Votre tâche:
Traduisez en anglais, s'il vous plaît, cette phrase du texte présenté ci-dessous : « Nous n'avons pas besoin d'être sous contrôle pour bien travailler -sans carotte ni bâton ! »

Texte présenté:
☆ ☆ ☆ ☆ ☆ ☆ ☆

Xavier Camby : L'organisation - réputée rationnelle ou scientifique - du travail collectif naquit il y a environ 150 ans... Elle encadra alors utilement l'effervescence productiviste, née de la profusion énergétique qu'apportèrent les énergies fossiles. Elle aggloméra aussi les populations en de vastes cités, pour attacher les ouvriers à leurs machines, tout en les enserrant dans l’étroit carcan d'horaires précis et de méthodes strictes. 

Ce trop vieux système de "pensée" ignora ou méprisa très longtemps les remarquables transformations de notre monde. Psycho-rigidement bloqué sur ces croyances erronées, il refusait d'évoluer et de s'y adapter. S'auto-persuadant pour ensuite l'affirmer, que la surenchère de ses crispations passéistes et la surabondance des contraintes inutiles qu'ils ne cessaient de renforcer constituaient d'heureuses ou de fantastiques innovations !

S'il existe un bénéfice -en termes d'organisation future de nos travaux- à la crise que nous vivons, c'est bien cette expérience partagée, à l'échelle mondiale : nous n'avons pas besoin d'être ensemble -éventuellement dans les stabulations imposées d'un open-space- pour bien collaborer ! Nous n'avons pas besoin d'être sous contrôle pour bien travailler -sans carotte ni bâton ! Nous n'avons pas besoin d'une encyclopédie de consignes, de normes ni de procédures, pour savoir ensemble et utilement nous auto-organiser ! Nous n'avons pas besoin d'interminables réunions -où tant d'heures chèrement payées sont perdues- pour bien décider ensemble !

☆ ☆ ☆ ☆ ☆ ☆ ☆

Données fournies:
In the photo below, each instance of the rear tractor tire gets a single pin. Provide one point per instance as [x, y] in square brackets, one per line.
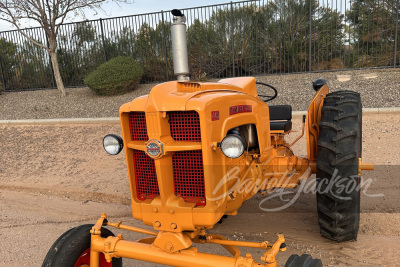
[72, 249]
[339, 150]
[304, 260]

☆ ☆ ☆ ☆ ☆ ☆ ☆

La solution:
We don't need to be under control to work well—no carrot and no stick!